» **Task directions**
Please pick out every line in the entries below that contains the word "green", and copy each one.

(Pointing and labeling entries)
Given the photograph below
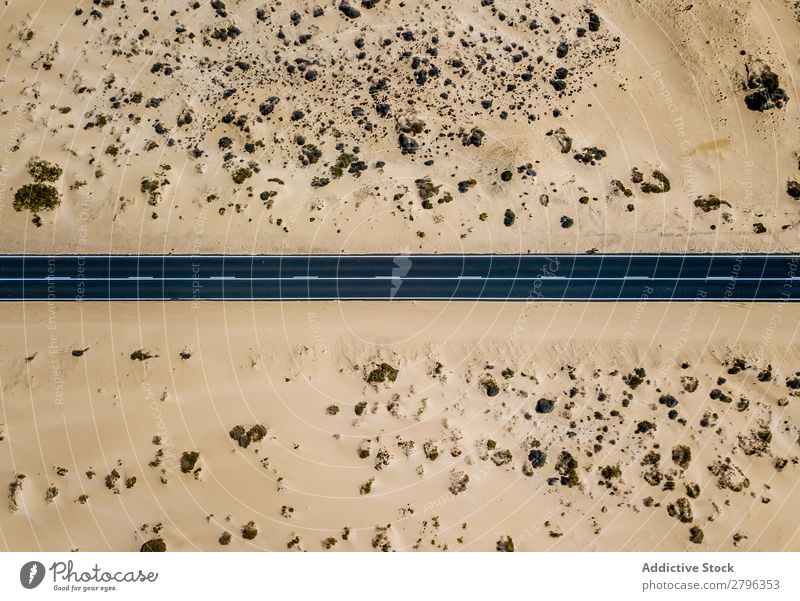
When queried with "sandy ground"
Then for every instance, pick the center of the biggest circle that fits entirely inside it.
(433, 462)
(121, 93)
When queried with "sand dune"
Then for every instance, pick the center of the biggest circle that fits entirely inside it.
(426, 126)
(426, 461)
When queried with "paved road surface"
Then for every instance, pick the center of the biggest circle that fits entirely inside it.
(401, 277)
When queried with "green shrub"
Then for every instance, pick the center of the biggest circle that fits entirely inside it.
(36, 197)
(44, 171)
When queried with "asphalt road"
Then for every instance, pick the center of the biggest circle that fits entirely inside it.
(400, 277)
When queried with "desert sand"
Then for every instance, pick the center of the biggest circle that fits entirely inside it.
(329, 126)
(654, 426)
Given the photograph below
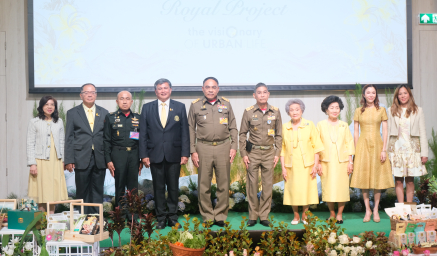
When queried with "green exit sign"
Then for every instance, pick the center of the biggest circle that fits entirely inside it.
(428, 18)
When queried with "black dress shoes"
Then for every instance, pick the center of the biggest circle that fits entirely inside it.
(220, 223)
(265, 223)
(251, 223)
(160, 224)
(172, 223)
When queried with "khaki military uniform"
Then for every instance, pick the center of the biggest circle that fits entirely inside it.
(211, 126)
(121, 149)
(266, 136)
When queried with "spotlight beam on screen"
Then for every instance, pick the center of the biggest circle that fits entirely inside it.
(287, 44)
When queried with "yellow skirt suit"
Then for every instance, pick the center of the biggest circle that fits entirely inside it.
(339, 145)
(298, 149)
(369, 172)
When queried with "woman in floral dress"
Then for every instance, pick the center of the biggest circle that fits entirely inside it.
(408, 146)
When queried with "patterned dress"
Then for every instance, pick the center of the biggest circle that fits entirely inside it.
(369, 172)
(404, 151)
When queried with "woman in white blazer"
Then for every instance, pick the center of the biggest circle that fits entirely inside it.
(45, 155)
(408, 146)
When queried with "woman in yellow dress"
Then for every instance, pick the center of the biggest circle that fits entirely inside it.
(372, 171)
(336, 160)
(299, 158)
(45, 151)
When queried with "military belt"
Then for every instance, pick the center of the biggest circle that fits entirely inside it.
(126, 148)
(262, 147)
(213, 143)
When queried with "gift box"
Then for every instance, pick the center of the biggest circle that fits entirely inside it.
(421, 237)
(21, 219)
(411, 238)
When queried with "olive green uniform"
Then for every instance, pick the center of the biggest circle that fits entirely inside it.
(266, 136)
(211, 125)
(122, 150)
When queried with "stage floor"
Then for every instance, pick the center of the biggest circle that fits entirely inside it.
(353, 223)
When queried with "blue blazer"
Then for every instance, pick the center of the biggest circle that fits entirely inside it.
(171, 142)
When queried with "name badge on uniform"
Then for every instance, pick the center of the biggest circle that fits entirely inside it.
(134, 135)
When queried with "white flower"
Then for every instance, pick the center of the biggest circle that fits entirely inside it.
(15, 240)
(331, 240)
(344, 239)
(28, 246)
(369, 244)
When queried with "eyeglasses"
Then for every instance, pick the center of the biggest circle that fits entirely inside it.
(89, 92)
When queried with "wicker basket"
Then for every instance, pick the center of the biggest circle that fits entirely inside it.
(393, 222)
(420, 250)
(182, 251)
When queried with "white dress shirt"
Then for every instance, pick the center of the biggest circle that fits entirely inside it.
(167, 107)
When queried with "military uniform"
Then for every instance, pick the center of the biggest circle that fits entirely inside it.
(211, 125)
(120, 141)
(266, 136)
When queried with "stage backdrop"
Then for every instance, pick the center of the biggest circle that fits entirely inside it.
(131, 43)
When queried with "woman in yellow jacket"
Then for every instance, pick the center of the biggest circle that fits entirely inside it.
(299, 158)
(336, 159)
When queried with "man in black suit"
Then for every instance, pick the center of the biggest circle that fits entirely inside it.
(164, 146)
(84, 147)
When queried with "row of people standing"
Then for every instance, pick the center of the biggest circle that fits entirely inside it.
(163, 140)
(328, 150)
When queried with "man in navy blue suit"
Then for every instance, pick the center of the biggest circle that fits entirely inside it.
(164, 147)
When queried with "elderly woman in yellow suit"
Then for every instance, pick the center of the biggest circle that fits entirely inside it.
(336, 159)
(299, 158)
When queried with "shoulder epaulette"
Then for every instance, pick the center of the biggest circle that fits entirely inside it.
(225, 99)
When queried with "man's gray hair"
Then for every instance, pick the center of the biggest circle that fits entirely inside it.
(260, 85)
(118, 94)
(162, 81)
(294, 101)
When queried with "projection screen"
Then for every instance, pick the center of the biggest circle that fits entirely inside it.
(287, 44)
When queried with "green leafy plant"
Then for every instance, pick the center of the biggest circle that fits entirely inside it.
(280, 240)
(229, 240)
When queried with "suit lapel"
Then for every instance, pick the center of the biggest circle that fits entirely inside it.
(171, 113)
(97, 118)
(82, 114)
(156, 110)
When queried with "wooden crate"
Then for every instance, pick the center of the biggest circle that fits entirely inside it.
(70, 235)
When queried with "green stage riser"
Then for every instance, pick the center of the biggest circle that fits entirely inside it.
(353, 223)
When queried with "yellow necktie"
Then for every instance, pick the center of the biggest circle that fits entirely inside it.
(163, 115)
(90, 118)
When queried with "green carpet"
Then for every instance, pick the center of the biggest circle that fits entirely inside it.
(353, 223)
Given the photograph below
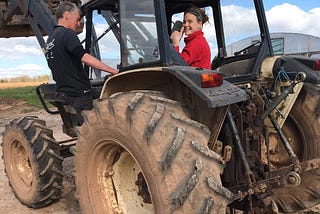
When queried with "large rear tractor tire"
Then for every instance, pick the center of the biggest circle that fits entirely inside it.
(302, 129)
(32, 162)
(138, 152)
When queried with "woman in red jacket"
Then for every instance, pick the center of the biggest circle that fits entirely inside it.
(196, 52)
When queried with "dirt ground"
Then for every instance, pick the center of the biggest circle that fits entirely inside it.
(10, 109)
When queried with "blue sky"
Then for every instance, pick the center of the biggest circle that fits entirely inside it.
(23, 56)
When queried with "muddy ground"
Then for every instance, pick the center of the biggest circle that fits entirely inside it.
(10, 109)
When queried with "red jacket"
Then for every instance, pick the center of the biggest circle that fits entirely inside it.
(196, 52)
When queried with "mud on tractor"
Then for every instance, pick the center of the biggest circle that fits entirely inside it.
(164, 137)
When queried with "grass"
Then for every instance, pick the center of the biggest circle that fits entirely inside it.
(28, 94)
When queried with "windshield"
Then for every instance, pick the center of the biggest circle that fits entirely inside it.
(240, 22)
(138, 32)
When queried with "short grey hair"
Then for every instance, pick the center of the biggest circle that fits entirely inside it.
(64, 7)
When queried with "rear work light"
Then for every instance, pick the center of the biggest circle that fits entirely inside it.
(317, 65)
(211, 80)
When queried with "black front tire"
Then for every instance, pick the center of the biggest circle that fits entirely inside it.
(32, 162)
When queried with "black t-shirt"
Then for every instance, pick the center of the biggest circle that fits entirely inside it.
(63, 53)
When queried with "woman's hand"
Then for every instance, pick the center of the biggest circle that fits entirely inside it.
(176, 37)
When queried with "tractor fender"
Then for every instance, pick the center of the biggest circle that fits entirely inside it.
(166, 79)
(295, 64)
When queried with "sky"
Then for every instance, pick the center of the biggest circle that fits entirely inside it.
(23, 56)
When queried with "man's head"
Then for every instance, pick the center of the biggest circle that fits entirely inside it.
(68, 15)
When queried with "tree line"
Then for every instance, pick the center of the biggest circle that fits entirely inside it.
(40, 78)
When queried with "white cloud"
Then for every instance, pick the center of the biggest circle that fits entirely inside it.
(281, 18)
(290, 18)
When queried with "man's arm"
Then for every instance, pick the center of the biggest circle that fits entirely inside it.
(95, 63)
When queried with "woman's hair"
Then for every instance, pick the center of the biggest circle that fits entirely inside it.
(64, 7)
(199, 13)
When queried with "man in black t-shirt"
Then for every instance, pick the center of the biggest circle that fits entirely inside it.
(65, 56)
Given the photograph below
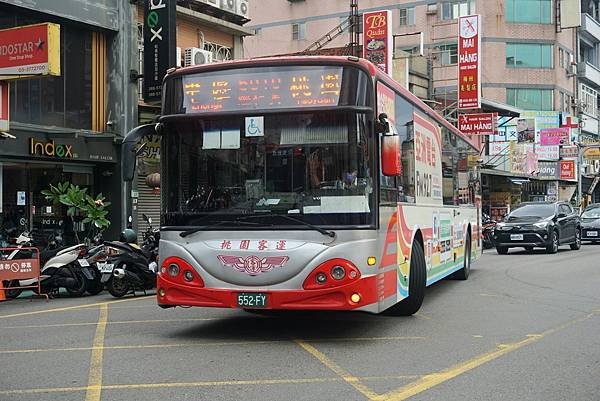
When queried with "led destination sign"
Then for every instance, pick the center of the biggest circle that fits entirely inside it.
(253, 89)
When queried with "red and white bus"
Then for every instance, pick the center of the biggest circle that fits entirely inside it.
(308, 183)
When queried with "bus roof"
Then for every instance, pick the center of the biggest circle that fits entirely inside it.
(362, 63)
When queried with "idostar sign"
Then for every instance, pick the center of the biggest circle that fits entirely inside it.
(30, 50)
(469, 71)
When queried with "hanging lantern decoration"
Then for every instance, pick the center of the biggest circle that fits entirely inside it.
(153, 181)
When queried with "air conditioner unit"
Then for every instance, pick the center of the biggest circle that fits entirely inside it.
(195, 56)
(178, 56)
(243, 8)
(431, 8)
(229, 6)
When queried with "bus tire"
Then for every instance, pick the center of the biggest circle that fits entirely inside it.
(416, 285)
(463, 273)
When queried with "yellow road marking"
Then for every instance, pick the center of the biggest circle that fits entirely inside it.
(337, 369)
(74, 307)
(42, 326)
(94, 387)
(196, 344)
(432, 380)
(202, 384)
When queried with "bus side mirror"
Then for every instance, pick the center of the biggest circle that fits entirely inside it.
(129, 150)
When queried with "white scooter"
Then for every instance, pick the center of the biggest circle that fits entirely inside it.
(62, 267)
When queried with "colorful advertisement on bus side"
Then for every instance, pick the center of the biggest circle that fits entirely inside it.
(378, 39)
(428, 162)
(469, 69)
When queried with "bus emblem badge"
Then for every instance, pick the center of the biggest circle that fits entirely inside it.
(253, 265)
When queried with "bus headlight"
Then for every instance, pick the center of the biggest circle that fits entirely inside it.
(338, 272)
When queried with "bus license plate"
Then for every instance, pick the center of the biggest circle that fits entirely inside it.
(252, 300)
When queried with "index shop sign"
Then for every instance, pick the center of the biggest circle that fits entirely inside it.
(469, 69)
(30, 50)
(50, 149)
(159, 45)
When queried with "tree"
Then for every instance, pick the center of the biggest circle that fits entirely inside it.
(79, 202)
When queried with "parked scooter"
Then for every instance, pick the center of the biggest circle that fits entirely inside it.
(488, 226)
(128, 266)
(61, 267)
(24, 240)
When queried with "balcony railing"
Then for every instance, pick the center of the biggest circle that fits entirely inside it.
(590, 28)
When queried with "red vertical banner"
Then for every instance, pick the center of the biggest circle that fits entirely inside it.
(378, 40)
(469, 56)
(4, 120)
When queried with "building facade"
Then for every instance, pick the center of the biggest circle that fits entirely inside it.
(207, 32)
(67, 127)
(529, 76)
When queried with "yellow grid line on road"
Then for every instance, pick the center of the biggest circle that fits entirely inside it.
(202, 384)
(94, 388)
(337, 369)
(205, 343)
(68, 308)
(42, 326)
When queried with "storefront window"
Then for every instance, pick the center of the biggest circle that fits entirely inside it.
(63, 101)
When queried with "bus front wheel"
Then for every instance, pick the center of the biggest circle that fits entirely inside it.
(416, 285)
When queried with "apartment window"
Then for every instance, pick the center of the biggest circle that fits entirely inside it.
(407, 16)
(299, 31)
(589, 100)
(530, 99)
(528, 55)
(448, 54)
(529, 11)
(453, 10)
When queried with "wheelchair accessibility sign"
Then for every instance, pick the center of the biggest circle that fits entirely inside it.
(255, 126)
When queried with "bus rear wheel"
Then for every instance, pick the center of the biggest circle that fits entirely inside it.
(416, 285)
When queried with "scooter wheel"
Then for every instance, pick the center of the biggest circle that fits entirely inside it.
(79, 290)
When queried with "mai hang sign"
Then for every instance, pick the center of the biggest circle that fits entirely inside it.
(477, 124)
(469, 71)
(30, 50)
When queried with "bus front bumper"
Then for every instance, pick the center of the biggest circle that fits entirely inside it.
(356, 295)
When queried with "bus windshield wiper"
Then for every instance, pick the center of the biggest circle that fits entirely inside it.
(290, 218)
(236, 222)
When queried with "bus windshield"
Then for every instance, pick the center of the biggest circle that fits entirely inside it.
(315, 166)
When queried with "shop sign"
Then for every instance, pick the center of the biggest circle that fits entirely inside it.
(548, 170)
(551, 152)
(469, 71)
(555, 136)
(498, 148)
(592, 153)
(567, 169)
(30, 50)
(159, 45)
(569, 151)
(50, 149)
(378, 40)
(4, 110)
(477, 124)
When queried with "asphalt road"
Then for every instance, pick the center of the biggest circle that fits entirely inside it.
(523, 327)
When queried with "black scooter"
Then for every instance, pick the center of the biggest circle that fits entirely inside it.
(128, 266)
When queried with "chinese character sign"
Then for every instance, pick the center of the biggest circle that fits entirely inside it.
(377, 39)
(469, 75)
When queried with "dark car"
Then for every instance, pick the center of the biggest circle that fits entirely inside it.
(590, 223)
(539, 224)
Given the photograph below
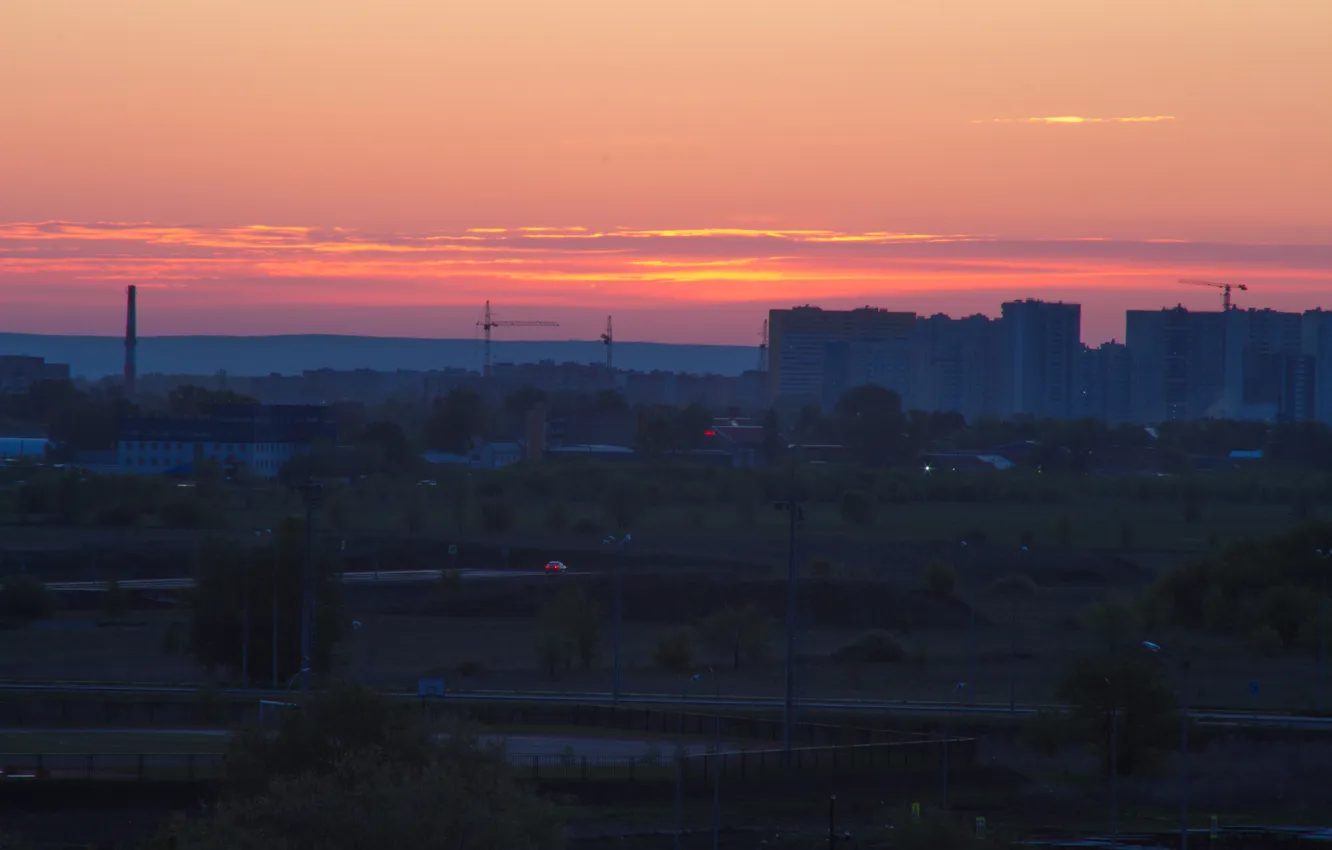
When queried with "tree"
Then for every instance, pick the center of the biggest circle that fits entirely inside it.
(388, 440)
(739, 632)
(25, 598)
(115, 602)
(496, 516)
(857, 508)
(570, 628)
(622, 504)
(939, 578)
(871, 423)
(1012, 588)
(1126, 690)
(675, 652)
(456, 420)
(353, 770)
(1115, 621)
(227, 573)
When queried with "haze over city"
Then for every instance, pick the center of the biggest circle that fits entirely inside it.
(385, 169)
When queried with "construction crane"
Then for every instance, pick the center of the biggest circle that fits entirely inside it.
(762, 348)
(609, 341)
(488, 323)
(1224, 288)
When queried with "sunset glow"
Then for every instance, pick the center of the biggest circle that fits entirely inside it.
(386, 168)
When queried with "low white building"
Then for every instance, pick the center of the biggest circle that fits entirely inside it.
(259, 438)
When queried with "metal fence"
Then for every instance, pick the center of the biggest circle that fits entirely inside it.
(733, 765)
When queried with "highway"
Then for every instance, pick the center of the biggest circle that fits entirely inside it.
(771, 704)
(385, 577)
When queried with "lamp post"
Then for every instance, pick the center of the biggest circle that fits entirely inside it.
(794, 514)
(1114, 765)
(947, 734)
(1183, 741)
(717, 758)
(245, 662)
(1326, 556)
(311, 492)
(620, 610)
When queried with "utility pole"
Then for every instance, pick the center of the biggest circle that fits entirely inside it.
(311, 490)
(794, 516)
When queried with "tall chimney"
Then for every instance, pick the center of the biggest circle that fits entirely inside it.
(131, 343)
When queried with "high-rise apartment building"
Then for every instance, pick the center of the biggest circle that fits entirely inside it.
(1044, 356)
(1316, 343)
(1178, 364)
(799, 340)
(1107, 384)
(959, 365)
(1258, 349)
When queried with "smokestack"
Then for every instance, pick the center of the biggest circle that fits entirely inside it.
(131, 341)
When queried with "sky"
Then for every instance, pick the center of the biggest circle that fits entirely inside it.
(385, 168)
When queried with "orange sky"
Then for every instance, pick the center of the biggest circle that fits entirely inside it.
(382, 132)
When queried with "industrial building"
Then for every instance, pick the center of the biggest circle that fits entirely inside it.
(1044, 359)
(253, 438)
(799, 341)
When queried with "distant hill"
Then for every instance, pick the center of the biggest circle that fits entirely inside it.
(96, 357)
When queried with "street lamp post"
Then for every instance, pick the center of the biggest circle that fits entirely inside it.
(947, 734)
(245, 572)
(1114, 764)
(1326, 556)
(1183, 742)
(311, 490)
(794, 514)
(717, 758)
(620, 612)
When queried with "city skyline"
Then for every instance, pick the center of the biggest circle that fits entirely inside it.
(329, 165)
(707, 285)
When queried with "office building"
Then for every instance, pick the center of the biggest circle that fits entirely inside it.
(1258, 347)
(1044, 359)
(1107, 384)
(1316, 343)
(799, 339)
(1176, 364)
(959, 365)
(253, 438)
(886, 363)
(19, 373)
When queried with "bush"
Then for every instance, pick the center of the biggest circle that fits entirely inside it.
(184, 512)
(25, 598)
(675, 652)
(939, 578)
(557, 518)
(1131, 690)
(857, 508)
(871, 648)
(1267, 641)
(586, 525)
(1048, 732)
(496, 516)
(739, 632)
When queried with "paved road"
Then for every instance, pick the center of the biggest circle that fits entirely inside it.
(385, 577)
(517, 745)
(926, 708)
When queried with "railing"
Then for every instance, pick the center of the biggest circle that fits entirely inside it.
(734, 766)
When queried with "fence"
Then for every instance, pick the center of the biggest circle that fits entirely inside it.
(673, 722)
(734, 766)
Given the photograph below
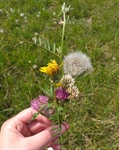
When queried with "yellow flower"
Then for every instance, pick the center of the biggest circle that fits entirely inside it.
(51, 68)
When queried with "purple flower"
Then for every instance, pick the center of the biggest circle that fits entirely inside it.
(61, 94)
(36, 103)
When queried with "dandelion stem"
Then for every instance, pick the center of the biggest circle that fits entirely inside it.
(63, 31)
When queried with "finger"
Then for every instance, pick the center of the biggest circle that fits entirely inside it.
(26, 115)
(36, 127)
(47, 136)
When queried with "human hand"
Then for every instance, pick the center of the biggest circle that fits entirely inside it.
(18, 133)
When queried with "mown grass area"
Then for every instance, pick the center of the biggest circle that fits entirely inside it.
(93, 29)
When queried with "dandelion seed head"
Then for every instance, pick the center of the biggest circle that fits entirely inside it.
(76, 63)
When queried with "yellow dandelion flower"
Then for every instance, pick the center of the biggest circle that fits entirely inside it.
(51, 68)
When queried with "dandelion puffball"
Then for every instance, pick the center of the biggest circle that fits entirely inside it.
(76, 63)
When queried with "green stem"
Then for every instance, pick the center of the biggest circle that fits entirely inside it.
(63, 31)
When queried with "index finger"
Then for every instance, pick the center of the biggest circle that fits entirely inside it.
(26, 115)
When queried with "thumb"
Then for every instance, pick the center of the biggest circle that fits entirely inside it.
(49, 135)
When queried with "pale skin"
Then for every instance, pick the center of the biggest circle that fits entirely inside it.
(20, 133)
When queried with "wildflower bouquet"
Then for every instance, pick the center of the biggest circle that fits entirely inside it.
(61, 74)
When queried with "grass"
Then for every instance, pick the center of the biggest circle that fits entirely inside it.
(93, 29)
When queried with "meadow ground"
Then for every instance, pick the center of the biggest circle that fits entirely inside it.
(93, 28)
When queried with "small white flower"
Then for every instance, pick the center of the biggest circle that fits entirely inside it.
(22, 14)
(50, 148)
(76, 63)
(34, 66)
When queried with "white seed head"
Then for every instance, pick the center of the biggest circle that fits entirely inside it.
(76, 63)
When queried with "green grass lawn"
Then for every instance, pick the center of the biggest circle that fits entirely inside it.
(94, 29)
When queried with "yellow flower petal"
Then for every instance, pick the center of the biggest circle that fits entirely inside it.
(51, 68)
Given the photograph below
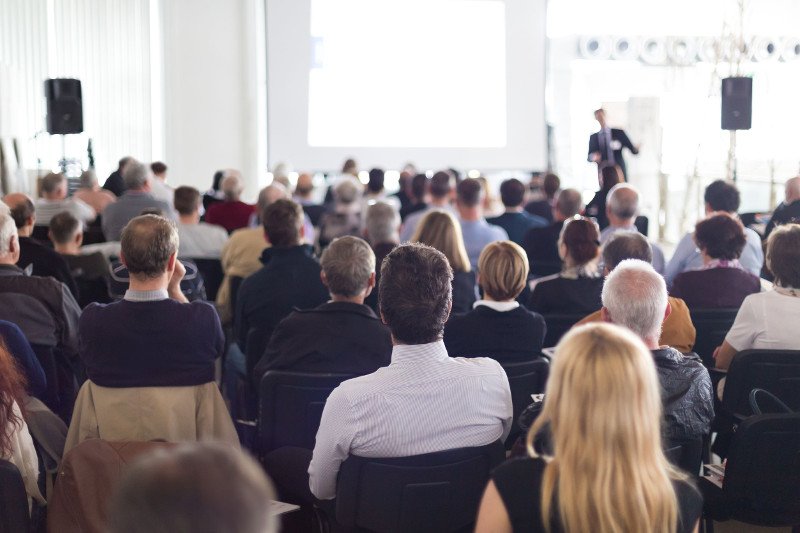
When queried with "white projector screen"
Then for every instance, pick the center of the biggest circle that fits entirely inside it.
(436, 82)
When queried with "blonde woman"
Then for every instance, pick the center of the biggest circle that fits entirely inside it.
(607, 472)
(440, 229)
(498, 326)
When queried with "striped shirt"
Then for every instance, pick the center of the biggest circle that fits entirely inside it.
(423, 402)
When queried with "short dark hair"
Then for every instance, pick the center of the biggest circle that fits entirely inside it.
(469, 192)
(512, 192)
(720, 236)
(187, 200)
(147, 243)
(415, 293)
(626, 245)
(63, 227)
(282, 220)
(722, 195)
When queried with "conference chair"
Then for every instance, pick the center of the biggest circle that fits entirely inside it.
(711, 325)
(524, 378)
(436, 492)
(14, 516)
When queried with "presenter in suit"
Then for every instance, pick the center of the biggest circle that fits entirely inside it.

» **Completed task**
When queried with "green shrub"
When queried with "green exit sign"
When queried with "olive green uniform"
When queried with "green leafy plant"
When queried with "green stage riser"
When queried with "green carpet"
When queried with "green stem"
When queried with "green grass lawn"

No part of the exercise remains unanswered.